A traditional war picture depicting the harrowing experiences of an American tank unit at the close of World War II, this white-knuckle drama alternates between the well-trodden verisimilitude of Band of Brothers and Saving Private Ryan and the cynical outlook of The Thin Red Line and Flags of Our Fathers. Brad Pitt commands a tank crew that includes Shia LaBeouf (the religious gunner), Jon Bernthal (the profane Southerner), Michael Pena (the sly Mexican) and Logan Lerman (the baby-faced clerk/typist accidentally assigned to the unit). Lerman undergoes a baptism by fire, as Pitt attempts to de-sensitize him on the fly in an effort to make him more effective. This includes light beatings, a few sermons and, eventually, much worse. That pretty much does the trick, and the rest of the film consists of the unit taking on two missions, both of which are visually audacious and nerve-wracking. In particular, the battle between three under-matched Sherman tanks and a Tiger tank is a thing of beauty.

Writer/director David Ayer (End of Watch) occasionally veers into the hackneyed, but the actors elevate the material with a cohesion that seems genuine. They actually feel like a unit cramped together for three years, especially when they engage in everyday banter, such as “best job I ever had.” Ayer also writes a haunting scene where Pitt and Lerman spend a quiet meal with two German women, only to have the rest of the crew bluster in angrily to join them, a reminder of their grotesque existence.

One the downside, Steven Price’s score is bizarre and bombastic, better suited to a Lord of the Rings pic than a grim war film.  The final battle scene is also a bit too protracted and incredible, at odds with the grimy realism of what preceded it.

This is a solid picture and one I was surprised was made (the budget was over $60 million but at last count, it had grossed over $80 million domestic and over $200 million total).  Apparently, there’s an audience for this kind of story (unless Pitt still has that kind of box office juice).
========================================================================
TASK SET –
- 1) Answer these questions from the war film review:
(a) Which actor commands the tank crew?
(b) Whose score does the review call bizarre and bombastic?
(c) What was the film's budget?
- 2) Print the stretch of the war film review from "Writer/director David Ayer" through "their grotesque existence.".
- 3) Rewrite the paragraph of the war film review that begins "Writer/director David Ayer" in a shorter form, keeping its main facts.
The records that come next are separate material, unrelated to the review.

[Saved data entries]
========================================================================
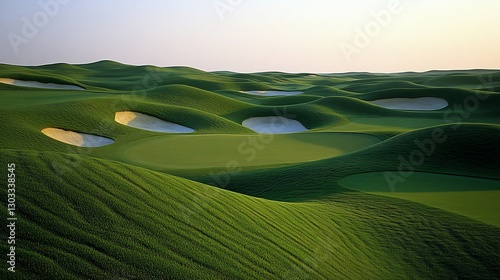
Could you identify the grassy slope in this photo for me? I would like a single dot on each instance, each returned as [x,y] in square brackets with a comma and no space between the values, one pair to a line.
[113,220]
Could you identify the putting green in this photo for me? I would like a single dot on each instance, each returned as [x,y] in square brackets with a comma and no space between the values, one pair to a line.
[475,198]
[386,123]
[208,151]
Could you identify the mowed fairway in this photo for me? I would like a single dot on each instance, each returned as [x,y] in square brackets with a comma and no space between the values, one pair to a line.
[476,198]
[143,172]
[203,151]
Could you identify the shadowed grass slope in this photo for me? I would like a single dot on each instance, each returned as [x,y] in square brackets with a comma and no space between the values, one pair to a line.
[88,218]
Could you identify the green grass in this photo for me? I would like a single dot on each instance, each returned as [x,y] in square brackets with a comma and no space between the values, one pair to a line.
[227,203]
[475,198]
[185,152]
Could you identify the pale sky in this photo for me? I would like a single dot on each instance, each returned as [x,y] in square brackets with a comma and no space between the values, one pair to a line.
[256,35]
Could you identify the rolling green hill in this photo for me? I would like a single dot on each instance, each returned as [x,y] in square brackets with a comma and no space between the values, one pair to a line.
[367,192]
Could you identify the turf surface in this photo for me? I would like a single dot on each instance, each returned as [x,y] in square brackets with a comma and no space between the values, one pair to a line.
[227,203]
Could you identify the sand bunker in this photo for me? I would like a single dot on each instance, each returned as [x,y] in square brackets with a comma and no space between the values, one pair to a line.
[38,84]
[273,125]
[76,139]
[272,92]
[146,122]
[417,104]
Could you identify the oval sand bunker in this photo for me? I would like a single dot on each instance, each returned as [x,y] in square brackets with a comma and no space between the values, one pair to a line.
[273,125]
[146,122]
[414,104]
[76,138]
[38,84]
[272,92]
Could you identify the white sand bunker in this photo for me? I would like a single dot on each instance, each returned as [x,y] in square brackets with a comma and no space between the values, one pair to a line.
[77,139]
[416,104]
[272,92]
[38,84]
[146,122]
[273,125]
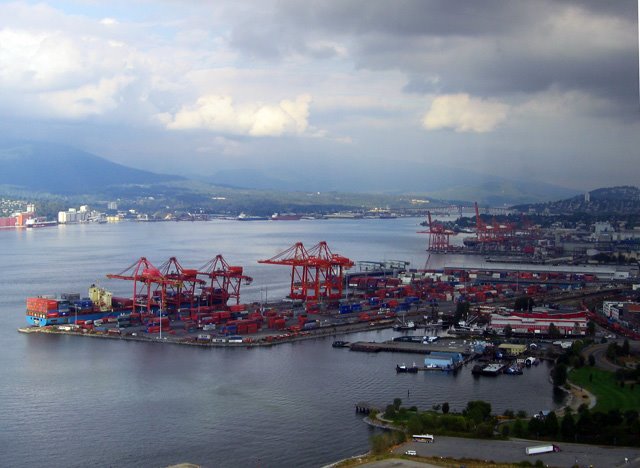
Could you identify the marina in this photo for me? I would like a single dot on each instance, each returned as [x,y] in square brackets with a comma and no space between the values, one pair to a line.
[227,384]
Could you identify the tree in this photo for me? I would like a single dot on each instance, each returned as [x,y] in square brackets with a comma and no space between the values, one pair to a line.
[390,412]
[508,331]
[625,348]
[524,303]
[462,311]
[518,428]
[568,427]
[477,411]
[559,375]
[551,424]
[536,426]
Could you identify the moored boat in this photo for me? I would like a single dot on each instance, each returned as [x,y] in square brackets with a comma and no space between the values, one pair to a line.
[409,369]
[285,217]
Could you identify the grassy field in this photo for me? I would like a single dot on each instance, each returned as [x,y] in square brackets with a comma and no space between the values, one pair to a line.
[607,390]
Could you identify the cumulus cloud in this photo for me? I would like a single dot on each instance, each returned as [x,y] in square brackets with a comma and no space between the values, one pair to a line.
[85,101]
[220,113]
[464,113]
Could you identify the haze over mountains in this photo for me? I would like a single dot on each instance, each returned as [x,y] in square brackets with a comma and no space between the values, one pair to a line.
[56,169]
[62,170]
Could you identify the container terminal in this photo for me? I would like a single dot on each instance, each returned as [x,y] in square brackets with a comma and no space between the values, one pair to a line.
[202,306]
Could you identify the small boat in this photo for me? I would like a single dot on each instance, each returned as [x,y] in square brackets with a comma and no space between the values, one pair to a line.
[340,344]
[246,217]
[410,325]
[531,361]
[285,217]
[514,369]
[403,368]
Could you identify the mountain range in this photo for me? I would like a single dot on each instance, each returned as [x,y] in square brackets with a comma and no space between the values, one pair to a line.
[62,170]
[45,168]
[622,200]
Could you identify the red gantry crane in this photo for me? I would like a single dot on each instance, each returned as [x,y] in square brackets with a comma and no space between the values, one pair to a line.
[329,271]
[149,285]
[297,258]
[315,273]
[223,282]
[182,292]
[438,236]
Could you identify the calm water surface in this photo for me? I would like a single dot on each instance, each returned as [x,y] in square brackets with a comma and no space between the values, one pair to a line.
[73,401]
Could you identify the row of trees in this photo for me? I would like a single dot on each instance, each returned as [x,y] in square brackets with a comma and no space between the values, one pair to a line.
[610,428]
[475,420]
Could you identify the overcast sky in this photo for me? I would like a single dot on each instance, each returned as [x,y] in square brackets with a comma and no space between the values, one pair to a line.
[543,88]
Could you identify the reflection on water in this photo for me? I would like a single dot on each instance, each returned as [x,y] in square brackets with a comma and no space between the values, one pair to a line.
[72,401]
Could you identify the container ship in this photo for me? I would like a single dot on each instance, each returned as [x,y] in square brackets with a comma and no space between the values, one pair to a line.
[286,217]
[70,308]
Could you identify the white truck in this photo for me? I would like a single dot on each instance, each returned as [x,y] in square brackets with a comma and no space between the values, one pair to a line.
[537,449]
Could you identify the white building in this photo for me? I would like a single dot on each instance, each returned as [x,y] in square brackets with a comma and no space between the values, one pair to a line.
[567,323]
========================================================================
SET OF ANSWERS –
- 1)
(a) Brad Pitt
(b) Steven Price's
(c) Over $60 million

- 2)
Writer/director David Ayer (End of Watch) occasionally veers into the hackneyed, but the actors elevate the material with a cohesion that seems genuine. They actually feel like a unit cramped together for three years, especially when they engage in everyday banter, such as “best job I ever had.” Ayer also writes a haunting scene where Pitt and Lerman spend a quiet meal with two German women, only to have the rest of the crew bluster in angrily to join them, a reminder of their grotesque existence.

- 3) Writer/director David Ayer sometimes slips into the hackneyed, but the actors lift the material with a genuine cohesion. They feel like a unit cramped together for three years, especially in their everyday banter. Ayer also writes a haunting scene in which Pitt and Lerman share a quiet meal with two German women until the rest of the crew angrily blusters in, a reminder of their grotesque existence.